Taking the listing below, restate word for word each line from the line with "x=111, y=63" to the line with "x=233, y=17", ends included, and stop there.
# # #
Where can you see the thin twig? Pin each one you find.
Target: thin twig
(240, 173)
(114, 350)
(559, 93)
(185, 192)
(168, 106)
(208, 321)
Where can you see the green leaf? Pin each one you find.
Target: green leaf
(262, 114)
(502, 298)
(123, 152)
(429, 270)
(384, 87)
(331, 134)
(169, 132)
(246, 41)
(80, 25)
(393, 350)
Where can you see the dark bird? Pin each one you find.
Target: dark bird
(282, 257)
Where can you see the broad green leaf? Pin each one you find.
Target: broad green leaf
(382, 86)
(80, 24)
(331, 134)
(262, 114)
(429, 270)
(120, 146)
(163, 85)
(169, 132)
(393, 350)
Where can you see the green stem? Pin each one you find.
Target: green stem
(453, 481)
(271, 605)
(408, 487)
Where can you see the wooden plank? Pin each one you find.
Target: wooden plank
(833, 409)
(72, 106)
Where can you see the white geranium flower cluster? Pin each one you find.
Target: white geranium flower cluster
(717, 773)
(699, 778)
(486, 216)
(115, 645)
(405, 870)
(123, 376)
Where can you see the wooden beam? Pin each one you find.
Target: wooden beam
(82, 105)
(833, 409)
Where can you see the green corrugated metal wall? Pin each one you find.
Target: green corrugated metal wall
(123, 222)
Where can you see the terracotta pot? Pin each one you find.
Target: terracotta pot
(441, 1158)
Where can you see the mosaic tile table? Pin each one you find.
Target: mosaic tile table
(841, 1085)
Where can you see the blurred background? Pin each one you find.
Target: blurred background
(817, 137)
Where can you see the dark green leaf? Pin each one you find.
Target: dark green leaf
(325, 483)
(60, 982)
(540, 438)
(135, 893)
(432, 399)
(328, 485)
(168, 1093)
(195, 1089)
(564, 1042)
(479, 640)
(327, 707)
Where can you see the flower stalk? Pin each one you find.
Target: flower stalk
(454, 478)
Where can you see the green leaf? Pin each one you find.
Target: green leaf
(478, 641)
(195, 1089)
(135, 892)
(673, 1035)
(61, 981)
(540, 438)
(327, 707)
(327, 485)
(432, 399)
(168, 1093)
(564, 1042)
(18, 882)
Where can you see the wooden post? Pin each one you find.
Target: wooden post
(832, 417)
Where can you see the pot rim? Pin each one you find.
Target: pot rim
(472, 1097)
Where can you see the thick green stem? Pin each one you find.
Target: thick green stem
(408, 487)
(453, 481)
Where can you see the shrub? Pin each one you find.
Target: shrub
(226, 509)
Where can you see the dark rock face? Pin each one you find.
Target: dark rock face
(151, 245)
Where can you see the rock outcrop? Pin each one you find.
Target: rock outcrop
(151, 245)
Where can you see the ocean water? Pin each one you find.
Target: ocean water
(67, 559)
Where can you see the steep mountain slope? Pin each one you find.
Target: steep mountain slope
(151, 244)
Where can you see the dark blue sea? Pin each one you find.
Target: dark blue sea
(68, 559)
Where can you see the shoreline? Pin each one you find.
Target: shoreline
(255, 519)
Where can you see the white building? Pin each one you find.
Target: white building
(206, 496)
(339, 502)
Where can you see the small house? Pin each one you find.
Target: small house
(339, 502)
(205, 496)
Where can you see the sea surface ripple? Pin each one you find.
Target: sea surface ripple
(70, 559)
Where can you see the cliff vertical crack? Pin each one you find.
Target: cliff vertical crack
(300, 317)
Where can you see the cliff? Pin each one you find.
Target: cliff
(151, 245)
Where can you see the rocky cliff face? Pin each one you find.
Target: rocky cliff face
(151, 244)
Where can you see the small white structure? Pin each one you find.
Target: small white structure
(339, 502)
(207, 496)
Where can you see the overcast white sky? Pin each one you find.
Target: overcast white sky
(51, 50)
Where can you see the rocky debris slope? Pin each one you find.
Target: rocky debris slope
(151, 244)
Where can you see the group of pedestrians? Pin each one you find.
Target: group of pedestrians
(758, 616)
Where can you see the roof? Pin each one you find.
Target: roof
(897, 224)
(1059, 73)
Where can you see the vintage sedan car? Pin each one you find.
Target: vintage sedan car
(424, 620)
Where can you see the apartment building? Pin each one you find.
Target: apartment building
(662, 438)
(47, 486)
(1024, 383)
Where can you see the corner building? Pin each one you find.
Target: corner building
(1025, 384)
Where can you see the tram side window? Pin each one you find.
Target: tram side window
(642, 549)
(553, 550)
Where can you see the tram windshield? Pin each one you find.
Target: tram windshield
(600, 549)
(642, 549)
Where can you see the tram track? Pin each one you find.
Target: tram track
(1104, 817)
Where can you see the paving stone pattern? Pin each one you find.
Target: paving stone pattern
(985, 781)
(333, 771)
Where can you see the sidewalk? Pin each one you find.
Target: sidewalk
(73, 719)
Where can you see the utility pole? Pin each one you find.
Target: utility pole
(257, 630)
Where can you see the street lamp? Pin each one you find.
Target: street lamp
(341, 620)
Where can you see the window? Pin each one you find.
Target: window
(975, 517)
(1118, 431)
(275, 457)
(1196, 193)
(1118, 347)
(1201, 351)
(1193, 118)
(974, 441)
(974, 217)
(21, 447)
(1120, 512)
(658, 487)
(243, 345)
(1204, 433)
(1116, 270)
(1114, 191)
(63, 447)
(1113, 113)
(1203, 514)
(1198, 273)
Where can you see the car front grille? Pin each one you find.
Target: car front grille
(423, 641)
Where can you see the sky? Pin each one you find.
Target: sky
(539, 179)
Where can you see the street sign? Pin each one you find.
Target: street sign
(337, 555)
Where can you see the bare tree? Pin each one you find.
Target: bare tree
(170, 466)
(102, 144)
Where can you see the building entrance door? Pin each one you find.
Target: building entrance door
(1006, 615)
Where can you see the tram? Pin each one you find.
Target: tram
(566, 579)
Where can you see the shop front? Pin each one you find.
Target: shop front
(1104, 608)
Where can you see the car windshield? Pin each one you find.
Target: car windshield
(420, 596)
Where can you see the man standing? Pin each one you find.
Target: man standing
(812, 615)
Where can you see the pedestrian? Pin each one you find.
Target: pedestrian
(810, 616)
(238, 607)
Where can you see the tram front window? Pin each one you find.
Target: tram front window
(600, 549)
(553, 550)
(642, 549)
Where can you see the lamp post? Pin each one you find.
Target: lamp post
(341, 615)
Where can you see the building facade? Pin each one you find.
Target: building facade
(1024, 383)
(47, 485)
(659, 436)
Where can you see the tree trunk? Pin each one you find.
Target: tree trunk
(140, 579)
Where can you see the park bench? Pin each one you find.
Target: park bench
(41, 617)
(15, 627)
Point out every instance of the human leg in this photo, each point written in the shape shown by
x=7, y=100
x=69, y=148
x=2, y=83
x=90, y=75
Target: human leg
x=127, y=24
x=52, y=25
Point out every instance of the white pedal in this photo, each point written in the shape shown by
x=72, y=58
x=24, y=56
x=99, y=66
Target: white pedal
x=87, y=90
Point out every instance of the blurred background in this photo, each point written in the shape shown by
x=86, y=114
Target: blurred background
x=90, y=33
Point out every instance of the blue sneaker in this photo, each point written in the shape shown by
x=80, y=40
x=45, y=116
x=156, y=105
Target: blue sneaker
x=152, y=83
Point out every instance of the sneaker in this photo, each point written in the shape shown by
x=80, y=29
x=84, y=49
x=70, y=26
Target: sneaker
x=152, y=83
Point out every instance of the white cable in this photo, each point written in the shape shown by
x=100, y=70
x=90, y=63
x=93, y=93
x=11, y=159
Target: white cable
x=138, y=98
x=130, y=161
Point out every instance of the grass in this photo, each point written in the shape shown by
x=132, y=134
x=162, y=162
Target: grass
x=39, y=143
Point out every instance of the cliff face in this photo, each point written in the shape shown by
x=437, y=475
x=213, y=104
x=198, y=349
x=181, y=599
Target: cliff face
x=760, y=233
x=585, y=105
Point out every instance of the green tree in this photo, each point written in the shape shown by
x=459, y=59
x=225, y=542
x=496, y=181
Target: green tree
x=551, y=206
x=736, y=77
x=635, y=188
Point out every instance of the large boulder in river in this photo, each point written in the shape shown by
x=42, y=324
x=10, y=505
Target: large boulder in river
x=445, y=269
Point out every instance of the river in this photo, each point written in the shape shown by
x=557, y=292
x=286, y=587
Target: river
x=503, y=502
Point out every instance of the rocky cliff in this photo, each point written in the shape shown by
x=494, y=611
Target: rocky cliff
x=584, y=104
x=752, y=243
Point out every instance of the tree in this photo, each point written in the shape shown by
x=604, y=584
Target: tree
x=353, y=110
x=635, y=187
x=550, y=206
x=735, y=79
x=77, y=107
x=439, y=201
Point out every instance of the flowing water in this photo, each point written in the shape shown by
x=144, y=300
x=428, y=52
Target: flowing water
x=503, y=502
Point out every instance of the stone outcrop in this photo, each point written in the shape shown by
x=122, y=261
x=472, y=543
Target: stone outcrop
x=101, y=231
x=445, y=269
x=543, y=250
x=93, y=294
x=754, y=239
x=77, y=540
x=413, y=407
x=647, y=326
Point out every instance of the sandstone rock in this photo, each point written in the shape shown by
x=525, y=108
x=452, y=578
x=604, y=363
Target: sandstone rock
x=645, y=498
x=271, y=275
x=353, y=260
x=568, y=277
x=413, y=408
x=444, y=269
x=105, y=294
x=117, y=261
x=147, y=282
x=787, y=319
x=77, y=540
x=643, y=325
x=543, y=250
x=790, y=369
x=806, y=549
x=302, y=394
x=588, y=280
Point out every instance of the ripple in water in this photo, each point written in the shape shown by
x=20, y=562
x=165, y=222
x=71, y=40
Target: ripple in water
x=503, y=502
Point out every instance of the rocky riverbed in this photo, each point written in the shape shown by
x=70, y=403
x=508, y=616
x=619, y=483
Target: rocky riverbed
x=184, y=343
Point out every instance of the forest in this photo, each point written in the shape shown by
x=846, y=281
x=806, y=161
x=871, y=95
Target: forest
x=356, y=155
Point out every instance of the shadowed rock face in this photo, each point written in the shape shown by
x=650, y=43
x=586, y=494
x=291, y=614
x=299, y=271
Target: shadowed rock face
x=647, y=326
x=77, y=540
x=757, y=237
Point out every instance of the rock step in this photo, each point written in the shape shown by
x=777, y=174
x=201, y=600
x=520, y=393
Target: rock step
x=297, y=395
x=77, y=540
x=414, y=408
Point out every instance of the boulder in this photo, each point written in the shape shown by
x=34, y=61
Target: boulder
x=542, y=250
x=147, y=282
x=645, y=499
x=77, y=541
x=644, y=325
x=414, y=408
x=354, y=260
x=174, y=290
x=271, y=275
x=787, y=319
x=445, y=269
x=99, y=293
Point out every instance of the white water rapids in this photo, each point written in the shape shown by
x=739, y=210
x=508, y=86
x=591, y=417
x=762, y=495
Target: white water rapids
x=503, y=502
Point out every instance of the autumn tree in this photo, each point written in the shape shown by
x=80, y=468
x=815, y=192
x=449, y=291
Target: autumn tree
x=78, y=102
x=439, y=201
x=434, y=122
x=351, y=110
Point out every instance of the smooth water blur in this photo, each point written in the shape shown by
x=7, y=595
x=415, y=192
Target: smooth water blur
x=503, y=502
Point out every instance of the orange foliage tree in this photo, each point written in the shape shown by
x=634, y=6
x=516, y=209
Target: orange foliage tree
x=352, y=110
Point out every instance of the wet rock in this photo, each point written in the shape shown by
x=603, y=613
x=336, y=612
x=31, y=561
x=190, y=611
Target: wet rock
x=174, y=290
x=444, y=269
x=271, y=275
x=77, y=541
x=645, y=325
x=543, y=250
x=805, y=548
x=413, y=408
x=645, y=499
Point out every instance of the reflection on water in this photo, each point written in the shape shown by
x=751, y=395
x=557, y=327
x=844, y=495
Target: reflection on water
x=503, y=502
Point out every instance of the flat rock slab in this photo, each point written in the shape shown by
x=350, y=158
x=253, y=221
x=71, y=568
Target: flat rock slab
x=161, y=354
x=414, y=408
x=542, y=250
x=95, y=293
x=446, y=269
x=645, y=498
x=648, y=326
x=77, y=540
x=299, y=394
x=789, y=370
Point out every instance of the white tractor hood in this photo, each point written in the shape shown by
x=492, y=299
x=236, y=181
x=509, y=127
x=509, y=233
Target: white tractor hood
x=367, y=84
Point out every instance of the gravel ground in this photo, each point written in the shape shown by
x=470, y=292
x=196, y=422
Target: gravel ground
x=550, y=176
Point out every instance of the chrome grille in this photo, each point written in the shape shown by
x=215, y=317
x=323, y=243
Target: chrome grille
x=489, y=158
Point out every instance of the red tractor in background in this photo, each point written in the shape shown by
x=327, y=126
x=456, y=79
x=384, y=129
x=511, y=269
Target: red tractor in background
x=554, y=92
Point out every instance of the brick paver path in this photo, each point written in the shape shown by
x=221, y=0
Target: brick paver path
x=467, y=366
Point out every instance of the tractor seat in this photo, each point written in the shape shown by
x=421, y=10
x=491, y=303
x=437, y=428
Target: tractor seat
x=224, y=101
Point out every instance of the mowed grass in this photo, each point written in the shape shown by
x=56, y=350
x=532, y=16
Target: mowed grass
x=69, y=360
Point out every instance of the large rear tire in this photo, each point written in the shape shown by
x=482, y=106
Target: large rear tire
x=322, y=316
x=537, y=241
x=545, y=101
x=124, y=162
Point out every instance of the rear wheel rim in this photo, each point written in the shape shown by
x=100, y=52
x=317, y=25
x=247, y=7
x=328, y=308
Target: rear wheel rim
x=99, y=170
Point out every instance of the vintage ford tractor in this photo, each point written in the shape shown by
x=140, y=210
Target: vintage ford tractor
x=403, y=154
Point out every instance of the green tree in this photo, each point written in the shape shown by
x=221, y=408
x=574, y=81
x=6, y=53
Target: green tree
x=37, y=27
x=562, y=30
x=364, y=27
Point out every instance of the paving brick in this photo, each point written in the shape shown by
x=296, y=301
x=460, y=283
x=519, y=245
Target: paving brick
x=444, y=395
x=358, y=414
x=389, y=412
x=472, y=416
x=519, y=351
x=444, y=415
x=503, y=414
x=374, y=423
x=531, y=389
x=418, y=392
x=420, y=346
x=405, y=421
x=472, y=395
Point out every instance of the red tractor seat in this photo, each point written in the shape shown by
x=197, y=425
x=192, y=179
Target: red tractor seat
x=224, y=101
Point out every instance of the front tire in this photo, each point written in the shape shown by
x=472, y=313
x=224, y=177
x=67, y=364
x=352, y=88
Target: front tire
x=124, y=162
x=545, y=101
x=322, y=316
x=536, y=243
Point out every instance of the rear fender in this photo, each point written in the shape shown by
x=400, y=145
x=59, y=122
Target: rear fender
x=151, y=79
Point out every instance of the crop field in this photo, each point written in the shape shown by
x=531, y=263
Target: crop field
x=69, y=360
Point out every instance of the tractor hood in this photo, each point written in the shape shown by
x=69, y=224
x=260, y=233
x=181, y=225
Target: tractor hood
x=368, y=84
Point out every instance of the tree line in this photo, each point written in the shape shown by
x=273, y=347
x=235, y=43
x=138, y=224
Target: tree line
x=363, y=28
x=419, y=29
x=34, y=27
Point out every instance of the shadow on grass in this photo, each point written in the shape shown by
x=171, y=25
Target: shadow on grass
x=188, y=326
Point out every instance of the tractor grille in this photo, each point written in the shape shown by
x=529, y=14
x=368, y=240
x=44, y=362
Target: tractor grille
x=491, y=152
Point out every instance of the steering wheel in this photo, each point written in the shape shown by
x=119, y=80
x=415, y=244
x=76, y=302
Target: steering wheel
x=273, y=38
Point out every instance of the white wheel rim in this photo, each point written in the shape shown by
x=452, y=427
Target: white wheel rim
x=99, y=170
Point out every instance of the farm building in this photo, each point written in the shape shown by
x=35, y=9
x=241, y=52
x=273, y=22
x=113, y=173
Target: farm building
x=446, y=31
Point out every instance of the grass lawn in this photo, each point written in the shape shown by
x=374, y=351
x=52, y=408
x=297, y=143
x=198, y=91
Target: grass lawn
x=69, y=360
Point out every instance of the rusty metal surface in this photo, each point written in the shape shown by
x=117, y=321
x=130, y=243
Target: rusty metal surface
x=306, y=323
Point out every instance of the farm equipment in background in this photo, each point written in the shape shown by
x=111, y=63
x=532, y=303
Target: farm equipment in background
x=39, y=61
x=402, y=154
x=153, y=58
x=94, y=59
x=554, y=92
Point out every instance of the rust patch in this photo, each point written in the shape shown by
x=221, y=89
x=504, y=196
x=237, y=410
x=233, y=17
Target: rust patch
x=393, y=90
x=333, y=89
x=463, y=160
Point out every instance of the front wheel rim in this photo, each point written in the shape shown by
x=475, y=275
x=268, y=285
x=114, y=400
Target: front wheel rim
# # #
> **EXPECTED ANSWER**:
x=111, y=63
x=532, y=303
Target: farm equipment in background
x=39, y=61
x=402, y=154
x=153, y=58
x=94, y=59
x=554, y=92
Point out every instance of the rust patch in this photo, each point written in the shape shown by
x=221, y=89
x=504, y=196
x=237, y=410
x=233, y=17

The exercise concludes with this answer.